▶ **Text section**:
☆ ☆ ☆ ☆ ☆

Power Systems Question - Power Factors

drc_567

Joined Dec 29, 2008
1,156
hi ...
... suggest drawing a power triangle ... It is much easier to visualize.

The apparent power, in volt-amps, is always the hypotenuse. The real power, in watts, is on the real axis, and the reactive power, in vars, is perpendicular to watts, parallel to the imaginary axis. Vars can be either inductive, +, or capacitive, -.
 

WBahn

Joined Mar 31, 2012
29,979
so is the total apparent power 7000 x 2 = 14000VA?
That yields the correct value in this case by coincidence. In general this approach is not valid.

That you can't just add the apparent powers becomes obvious if you consider the whole notion of power factor correction -- take something that has a high apparent power relative to its real power and add another load in parallel with it that has little to no real power but a high reactive power (and hence high apparent power) but of the opposite kind of reactive power and, when combined, the total apparent power is close to just the real power of the first load.

For loads in parallel (almost always the case in these kinds of problems), real powers adds and reactive powers add, but apparent powers do not.

☆ ☆ ☆ ☆ ☆

▶ **Dataset content**:
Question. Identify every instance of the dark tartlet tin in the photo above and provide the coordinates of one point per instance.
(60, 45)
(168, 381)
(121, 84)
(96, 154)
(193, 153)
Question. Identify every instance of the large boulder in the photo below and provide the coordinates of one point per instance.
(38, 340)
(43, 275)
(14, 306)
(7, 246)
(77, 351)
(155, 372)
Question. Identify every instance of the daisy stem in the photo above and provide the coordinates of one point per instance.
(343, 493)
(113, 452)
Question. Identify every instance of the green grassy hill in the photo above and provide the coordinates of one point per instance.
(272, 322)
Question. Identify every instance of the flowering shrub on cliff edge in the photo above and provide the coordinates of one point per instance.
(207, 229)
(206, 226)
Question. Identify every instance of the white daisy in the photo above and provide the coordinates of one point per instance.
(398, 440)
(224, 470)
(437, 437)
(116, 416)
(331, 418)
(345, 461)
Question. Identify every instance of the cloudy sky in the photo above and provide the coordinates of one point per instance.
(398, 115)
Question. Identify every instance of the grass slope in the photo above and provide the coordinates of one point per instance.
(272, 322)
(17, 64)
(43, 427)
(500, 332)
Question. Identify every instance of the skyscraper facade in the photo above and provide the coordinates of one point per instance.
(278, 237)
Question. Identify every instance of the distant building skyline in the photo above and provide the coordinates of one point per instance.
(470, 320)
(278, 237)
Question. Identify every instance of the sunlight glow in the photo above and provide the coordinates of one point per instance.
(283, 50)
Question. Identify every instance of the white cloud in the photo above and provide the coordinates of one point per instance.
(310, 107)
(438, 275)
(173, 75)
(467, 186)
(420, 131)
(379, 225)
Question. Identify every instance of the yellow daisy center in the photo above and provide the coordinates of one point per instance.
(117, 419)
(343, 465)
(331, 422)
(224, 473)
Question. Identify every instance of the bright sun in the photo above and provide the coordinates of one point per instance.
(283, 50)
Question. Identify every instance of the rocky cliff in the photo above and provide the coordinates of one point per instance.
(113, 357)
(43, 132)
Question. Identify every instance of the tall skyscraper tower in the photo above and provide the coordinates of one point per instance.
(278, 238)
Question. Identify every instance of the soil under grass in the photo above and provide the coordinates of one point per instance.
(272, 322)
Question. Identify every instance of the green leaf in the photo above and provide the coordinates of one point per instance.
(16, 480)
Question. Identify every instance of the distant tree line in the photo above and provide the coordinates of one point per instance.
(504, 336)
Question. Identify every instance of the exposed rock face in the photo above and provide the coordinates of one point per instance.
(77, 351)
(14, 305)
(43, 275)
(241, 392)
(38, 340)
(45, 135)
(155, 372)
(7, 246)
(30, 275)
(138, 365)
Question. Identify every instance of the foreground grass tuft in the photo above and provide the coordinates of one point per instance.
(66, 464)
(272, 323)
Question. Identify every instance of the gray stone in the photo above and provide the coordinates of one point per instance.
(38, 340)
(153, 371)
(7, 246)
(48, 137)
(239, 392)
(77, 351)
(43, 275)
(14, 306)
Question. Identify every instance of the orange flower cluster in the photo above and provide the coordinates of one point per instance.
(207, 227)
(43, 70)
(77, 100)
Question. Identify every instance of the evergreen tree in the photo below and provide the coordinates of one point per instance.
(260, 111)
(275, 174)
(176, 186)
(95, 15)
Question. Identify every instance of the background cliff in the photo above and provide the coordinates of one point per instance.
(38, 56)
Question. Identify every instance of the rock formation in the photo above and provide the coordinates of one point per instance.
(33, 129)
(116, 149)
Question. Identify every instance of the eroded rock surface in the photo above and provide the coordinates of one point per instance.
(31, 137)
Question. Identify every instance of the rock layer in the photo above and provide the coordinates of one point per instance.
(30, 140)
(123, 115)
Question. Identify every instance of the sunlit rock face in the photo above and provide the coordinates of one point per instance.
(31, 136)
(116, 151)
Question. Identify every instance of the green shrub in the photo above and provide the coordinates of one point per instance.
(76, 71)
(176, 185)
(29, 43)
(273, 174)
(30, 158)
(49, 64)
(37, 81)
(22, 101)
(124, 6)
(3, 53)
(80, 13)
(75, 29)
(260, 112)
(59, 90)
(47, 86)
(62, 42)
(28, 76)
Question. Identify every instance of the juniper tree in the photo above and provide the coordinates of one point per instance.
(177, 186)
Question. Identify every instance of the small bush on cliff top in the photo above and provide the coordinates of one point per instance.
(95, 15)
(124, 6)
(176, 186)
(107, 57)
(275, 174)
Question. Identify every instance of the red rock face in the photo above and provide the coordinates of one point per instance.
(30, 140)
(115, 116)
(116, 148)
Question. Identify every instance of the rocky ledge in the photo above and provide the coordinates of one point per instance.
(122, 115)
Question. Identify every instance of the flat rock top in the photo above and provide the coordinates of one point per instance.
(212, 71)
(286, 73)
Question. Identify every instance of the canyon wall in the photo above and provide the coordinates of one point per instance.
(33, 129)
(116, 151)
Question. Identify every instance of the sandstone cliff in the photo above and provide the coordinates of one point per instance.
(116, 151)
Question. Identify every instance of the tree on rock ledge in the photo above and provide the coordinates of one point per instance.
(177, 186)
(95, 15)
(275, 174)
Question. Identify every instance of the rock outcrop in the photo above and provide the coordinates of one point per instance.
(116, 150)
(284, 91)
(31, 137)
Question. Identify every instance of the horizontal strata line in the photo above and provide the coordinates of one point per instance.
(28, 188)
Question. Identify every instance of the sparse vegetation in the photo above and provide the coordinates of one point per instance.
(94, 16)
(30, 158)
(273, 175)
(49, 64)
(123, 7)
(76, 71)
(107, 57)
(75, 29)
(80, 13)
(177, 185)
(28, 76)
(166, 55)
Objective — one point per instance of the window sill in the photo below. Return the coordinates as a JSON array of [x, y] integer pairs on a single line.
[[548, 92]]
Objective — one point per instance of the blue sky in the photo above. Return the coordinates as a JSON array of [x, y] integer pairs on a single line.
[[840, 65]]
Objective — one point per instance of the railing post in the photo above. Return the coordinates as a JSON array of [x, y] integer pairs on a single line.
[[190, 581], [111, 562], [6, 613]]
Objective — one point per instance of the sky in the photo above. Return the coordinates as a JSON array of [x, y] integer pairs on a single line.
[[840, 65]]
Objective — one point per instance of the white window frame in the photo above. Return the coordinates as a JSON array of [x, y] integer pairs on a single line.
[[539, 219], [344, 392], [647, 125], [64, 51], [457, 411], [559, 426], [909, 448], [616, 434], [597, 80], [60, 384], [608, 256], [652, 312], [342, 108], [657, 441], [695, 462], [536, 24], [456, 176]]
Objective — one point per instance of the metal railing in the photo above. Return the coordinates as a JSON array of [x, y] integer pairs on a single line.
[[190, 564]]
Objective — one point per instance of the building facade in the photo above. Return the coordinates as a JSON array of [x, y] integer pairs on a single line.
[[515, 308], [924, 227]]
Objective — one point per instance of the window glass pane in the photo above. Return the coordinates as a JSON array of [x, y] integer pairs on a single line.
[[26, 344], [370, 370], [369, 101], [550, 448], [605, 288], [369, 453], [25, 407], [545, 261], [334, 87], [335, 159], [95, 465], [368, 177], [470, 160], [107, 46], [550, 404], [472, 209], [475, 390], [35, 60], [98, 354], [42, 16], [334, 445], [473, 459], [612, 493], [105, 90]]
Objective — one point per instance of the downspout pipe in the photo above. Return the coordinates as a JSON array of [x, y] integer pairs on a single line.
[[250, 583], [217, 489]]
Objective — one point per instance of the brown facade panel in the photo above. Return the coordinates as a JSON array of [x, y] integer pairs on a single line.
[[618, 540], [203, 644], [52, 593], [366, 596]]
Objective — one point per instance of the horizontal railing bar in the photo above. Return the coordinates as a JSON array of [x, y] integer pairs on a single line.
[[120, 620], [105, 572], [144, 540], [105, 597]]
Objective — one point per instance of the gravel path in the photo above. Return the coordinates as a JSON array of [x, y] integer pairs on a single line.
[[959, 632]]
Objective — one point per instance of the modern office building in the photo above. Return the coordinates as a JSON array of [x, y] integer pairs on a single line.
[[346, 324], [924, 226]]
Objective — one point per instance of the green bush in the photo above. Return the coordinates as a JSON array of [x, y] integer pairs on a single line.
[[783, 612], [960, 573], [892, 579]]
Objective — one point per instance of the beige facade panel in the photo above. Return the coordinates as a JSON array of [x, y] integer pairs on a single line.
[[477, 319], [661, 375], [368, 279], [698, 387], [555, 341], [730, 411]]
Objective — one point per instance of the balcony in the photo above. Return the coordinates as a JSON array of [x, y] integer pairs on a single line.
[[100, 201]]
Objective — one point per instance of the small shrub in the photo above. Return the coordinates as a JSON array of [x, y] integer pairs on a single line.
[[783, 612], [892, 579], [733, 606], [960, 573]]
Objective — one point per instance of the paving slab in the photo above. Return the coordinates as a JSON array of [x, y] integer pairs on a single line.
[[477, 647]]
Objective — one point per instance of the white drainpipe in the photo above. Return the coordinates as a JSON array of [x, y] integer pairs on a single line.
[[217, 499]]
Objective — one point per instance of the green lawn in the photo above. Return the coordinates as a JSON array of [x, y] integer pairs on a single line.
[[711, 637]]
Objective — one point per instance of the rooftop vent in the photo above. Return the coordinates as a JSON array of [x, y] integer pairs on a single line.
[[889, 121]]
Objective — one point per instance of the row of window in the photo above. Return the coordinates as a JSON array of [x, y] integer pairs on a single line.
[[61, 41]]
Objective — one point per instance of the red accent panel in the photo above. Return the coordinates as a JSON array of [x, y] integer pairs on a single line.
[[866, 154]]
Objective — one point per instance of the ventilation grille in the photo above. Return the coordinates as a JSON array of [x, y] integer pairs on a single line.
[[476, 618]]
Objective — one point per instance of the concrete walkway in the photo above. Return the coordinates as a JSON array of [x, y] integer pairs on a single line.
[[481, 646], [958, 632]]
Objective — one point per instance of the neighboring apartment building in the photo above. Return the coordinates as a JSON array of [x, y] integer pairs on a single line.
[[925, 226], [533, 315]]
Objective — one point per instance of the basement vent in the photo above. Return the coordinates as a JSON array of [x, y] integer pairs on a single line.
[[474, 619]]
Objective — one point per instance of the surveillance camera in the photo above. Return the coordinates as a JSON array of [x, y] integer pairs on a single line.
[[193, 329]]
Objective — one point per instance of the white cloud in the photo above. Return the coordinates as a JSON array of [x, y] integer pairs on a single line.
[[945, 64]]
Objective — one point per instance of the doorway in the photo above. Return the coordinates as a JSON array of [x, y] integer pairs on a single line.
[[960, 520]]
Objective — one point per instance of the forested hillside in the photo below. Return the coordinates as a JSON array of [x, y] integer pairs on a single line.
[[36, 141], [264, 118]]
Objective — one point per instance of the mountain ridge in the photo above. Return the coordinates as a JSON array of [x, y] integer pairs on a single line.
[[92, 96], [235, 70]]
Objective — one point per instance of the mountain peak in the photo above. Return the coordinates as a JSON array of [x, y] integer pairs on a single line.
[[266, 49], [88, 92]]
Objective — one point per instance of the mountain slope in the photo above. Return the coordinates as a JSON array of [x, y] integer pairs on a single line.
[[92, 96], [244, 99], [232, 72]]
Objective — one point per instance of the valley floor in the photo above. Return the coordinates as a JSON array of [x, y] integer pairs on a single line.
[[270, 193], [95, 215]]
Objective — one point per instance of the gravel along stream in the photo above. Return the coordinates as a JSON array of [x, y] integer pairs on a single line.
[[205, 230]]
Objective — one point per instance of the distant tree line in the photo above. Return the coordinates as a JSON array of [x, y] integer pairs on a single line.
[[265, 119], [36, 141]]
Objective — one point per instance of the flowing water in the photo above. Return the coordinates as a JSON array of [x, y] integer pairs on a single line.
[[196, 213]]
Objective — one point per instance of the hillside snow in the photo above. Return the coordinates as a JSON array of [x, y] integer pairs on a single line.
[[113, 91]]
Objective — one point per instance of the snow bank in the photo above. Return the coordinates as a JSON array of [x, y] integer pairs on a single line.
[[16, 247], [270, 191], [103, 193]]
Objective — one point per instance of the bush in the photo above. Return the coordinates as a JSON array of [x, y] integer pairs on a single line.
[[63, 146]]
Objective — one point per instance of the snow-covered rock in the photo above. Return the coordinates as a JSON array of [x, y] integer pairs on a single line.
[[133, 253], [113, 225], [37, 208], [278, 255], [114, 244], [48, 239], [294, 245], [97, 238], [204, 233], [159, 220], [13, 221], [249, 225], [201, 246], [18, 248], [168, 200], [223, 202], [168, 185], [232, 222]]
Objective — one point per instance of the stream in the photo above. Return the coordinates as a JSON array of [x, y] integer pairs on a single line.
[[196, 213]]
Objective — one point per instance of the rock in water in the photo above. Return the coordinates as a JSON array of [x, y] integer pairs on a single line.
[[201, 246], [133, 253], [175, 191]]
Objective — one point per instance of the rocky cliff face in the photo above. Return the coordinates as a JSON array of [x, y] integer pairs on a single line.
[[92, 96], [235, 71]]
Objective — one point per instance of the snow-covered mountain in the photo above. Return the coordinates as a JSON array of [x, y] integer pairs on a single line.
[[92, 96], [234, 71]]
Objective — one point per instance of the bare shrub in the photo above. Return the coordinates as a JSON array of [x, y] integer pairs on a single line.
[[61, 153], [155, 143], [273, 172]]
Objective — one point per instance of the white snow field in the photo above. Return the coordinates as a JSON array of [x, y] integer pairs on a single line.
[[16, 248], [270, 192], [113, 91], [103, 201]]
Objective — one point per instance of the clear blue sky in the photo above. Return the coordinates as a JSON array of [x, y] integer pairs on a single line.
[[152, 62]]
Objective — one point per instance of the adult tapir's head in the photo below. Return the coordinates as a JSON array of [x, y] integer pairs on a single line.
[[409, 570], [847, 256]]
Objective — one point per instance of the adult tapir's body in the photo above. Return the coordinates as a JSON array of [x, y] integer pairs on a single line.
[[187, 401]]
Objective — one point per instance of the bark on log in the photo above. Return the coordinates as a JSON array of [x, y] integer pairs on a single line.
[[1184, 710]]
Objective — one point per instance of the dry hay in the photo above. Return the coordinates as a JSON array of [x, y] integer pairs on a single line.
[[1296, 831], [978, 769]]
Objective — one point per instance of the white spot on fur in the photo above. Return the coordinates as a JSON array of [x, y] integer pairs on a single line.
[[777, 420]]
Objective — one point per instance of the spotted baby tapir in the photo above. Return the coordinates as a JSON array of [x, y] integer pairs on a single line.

☆ ☆ ☆ ☆ ☆

▶ **Exercise set**:
(a) Decide whether each statement agrees with the power-factor discussion: (i) the apparent power is always the hypotenuse of the power triangle; (ii) for loads in parallel, apparent powers add; (iii) vars can only be inductive. For each, give yes or no and quote the deciding words of the text.
(b) Write out the passage of the power-factor discussion starting at "That you can't" and ending at "the first load.".

▶ **Answers to the tasks**:
(a)
(i) Yes: "The apparent power, in volt-amps, is always the hypotenuse."
(ii) No: "real powers adds and reactive powers add, but apparent powers do not"
(iii) No: "Vars can be either inductive, +, or capacitive, -."

(b)
That you can't just add the apparent powers becomes obvious if you consider the whole notion of power factor correction -- take something that has a high apparent power relative to its real power and add another load in parallel with it that has little to no real power but a high reactive power (and hence high apparent power) but of the opposite kind of reactive power and, when combined, the total apparent power is close to just the real power of the first load.